EXERCISE OBJECTIVE >> Find every line in the records below that contains the word "wall". Copy each of those lines in full.
-----
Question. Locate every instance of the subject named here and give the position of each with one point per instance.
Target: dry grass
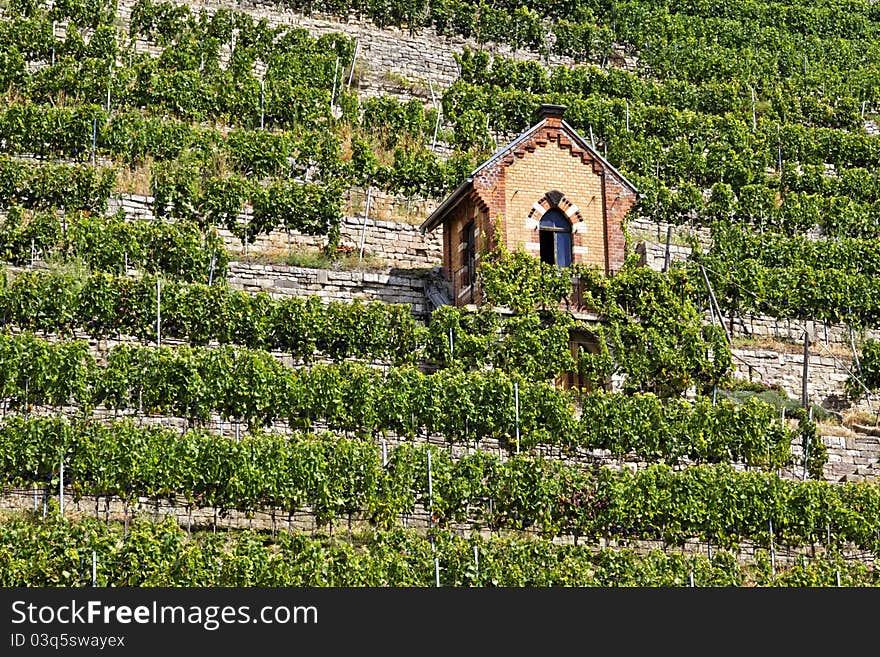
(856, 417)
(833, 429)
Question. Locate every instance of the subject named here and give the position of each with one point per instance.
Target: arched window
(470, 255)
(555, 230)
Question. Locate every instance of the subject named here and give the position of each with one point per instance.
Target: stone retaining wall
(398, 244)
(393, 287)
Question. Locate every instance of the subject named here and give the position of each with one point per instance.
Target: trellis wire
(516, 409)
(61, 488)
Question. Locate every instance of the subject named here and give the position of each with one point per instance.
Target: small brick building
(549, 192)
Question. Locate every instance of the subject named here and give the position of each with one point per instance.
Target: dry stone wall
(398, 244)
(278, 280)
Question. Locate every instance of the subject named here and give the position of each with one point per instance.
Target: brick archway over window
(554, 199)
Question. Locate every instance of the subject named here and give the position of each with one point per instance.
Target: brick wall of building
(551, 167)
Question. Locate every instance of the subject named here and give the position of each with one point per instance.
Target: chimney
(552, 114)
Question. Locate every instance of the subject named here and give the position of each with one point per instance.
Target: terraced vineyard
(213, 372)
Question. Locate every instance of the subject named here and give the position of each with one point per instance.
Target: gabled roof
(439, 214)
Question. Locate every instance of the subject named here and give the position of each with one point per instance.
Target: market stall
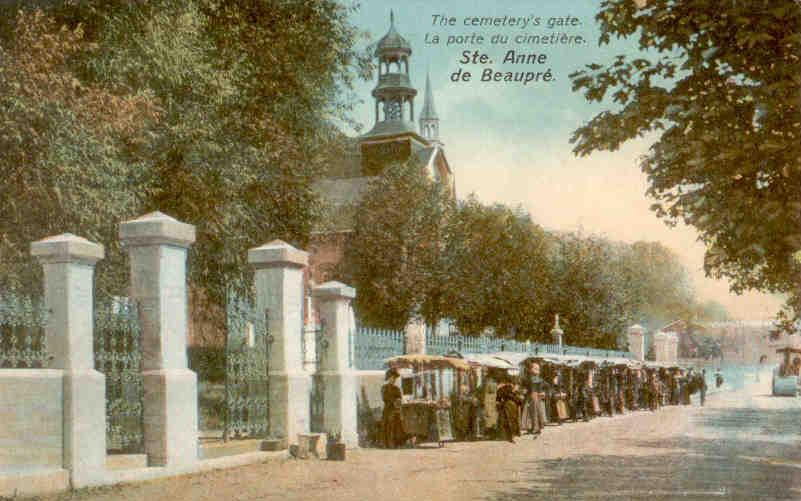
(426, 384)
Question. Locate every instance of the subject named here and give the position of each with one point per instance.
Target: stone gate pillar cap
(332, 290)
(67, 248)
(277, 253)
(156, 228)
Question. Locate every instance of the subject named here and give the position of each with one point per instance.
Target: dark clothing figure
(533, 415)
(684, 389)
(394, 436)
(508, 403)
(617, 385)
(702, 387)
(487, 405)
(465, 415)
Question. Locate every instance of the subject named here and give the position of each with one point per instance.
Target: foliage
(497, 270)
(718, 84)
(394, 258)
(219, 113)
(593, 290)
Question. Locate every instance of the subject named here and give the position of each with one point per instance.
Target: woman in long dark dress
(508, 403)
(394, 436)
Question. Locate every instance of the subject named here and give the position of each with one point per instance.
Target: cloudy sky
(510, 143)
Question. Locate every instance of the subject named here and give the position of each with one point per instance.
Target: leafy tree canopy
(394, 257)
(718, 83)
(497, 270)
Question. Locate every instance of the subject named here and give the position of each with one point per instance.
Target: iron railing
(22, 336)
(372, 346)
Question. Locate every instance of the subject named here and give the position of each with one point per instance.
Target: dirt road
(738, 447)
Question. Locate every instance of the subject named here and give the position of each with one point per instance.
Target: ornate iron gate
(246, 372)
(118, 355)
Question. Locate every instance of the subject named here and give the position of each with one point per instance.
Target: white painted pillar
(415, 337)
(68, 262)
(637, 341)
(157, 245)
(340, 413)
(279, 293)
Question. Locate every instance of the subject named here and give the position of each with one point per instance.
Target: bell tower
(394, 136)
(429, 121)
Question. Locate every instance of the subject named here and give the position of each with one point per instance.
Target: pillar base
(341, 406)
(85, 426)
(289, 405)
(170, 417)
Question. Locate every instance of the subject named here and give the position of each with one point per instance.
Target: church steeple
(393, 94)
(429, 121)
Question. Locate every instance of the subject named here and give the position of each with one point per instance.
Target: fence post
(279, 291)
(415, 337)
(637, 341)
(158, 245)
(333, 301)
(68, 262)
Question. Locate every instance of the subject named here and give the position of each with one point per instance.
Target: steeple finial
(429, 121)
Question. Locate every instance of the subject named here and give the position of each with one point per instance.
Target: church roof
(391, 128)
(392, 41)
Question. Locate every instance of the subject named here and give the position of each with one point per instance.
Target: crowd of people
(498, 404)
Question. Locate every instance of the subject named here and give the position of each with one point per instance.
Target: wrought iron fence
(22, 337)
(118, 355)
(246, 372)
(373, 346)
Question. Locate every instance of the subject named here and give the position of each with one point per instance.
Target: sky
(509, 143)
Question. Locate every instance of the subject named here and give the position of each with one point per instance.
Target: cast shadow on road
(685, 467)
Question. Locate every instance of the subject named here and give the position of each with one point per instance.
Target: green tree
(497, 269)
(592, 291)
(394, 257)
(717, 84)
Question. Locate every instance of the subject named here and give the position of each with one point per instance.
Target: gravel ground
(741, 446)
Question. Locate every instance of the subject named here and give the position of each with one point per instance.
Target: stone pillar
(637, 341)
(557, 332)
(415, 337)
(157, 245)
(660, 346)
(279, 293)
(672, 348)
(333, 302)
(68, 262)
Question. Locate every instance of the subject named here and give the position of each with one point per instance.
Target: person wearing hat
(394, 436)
-----
WRITTEN ANSWER >>
Target: stone retaining wall
Target: dry stone wall
Target: brick wall of building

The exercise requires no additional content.